Point labeling dataset excerpts:
◇ ◇ ◇ ◇ ◇ ◇ ◇

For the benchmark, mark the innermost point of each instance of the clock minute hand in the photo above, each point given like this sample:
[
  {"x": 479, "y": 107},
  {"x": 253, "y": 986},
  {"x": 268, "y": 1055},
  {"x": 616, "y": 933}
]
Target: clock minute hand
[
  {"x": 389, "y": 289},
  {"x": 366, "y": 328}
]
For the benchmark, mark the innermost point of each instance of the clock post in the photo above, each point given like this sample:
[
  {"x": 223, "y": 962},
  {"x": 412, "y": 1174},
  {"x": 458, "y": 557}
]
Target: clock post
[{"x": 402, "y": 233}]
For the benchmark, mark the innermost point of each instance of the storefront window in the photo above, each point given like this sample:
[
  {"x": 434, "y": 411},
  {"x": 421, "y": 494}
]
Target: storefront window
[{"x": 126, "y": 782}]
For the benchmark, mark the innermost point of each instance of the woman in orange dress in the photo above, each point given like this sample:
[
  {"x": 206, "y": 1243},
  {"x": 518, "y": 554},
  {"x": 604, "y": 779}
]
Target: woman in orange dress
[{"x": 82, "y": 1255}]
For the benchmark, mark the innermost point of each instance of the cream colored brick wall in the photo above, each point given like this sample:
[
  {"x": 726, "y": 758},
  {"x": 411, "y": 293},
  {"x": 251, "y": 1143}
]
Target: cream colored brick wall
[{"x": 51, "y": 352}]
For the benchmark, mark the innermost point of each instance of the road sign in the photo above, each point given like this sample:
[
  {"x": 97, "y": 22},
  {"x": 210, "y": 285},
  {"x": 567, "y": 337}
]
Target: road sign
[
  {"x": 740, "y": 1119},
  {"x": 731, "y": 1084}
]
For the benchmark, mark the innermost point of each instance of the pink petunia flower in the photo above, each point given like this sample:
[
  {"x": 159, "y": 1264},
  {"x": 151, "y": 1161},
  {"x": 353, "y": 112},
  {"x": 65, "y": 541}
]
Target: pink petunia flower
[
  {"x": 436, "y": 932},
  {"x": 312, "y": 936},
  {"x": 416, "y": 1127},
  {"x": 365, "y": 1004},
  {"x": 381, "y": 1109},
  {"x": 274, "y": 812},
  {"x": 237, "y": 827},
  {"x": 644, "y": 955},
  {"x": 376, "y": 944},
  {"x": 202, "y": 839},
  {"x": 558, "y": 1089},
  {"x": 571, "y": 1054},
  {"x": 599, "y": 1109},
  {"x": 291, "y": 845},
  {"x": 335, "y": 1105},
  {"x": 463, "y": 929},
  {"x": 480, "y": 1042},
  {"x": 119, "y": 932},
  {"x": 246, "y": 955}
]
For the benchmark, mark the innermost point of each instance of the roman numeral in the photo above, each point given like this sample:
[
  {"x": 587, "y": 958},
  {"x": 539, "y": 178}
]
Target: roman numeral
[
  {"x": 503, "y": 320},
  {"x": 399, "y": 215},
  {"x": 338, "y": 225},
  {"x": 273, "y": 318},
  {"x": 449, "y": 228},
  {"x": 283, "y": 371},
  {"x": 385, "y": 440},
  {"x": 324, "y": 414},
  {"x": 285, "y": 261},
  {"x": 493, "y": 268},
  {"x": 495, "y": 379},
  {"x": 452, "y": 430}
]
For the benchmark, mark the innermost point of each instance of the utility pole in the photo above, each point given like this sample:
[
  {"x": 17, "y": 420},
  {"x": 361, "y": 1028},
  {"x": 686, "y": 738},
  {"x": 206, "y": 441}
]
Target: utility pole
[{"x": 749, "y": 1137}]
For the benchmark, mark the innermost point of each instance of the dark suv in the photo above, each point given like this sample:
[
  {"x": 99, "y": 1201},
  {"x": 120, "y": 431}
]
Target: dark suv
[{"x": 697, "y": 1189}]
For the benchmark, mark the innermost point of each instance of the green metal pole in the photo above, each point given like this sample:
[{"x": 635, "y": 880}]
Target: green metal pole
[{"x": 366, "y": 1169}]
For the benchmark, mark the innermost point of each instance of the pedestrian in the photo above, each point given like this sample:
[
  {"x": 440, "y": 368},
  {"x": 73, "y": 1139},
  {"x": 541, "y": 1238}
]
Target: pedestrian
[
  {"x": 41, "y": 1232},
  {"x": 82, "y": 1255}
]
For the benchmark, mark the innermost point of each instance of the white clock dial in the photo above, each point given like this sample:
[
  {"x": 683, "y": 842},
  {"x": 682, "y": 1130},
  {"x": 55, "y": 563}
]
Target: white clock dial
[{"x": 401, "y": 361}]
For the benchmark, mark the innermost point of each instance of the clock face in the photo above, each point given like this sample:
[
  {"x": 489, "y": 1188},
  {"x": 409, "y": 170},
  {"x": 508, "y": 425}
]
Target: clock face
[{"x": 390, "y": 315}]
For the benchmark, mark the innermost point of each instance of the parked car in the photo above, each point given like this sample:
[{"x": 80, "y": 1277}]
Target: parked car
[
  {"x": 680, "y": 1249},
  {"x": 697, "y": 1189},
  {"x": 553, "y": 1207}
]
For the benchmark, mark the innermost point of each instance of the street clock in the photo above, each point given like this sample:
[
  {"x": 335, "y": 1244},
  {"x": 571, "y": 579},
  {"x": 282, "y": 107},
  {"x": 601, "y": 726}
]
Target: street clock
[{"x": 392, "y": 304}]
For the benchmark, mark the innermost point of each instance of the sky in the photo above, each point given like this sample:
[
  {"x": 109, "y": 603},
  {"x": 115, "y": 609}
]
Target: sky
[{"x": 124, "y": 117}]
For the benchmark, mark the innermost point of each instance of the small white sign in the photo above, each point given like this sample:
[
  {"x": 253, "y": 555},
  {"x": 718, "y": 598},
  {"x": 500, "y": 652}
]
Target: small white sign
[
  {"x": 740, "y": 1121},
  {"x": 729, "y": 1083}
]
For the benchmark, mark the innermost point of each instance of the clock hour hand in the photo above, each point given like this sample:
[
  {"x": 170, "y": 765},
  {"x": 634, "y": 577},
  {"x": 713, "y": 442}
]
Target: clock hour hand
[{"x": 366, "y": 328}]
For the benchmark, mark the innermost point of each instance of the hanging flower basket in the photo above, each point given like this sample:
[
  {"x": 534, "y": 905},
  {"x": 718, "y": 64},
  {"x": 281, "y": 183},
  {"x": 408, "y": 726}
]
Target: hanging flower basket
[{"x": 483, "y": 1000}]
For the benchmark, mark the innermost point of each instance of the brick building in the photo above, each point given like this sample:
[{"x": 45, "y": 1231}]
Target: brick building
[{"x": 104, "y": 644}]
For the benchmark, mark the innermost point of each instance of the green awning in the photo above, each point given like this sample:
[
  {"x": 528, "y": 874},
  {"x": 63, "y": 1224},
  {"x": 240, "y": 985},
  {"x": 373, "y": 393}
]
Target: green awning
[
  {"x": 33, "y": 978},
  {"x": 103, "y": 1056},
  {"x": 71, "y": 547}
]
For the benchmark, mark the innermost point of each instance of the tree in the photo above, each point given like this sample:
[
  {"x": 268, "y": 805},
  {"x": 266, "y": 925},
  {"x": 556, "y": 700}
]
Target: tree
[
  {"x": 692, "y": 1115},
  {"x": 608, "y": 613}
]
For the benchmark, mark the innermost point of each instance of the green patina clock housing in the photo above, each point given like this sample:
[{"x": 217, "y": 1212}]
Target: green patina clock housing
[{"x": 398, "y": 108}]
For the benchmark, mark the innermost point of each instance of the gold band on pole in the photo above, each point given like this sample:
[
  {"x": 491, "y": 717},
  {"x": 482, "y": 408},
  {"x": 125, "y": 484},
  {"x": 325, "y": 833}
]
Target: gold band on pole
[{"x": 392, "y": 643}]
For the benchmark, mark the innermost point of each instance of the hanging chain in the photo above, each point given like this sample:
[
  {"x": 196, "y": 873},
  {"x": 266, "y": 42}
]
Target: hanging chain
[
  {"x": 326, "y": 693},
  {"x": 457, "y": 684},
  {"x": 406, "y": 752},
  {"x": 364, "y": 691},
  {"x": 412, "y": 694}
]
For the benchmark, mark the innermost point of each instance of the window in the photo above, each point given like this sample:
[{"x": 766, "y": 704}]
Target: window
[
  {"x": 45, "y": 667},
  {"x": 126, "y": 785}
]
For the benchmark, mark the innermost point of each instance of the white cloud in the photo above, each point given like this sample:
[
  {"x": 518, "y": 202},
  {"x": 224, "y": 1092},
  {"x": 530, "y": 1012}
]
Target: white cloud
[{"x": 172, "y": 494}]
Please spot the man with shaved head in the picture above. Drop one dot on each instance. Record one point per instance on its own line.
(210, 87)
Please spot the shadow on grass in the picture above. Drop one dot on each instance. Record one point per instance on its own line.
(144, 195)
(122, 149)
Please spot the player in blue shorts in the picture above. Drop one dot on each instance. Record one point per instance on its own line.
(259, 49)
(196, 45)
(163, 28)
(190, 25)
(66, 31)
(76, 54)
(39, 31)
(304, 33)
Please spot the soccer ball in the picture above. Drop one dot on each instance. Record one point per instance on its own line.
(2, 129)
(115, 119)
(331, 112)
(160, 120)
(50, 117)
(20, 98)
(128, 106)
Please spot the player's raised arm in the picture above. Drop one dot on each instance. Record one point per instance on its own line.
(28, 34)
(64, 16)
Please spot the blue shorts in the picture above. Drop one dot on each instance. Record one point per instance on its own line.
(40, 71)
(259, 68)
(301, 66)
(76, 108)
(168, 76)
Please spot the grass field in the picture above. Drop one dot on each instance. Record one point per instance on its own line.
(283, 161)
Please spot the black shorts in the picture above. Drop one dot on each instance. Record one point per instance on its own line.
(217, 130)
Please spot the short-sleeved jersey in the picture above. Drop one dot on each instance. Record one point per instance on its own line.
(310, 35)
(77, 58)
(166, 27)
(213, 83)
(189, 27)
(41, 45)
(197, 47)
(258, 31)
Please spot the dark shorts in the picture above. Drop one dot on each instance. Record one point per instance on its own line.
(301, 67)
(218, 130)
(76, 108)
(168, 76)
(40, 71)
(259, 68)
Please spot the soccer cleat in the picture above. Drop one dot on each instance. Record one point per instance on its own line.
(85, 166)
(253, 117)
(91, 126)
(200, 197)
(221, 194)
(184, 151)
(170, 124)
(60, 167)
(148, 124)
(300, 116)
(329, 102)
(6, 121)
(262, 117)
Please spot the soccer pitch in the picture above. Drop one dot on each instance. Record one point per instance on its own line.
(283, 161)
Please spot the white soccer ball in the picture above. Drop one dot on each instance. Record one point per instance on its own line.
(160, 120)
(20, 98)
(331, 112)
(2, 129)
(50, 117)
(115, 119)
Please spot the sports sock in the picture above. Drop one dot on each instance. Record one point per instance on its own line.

◇ ◇ ◇ ◇ ◇ ◇ ◇

#### [DIRECTIONS]
Reproduce the material from the line containing "Please spot the white" through the end of the material, inclusive, but swap "sports sock" for "athletic sock" and keep every other word as it is.

#### [RESULT FOR THIS TASK]
Please spot the white soccer ball in the picture above. Drop one dot on each instance. Record one point per instance on its own line.
(160, 120)
(20, 98)
(331, 112)
(2, 129)
(50, 117)
(115, 119)
Please spot the athletic sock in the picture above. Drop one dot on each instance. Record one point per instance on its own line.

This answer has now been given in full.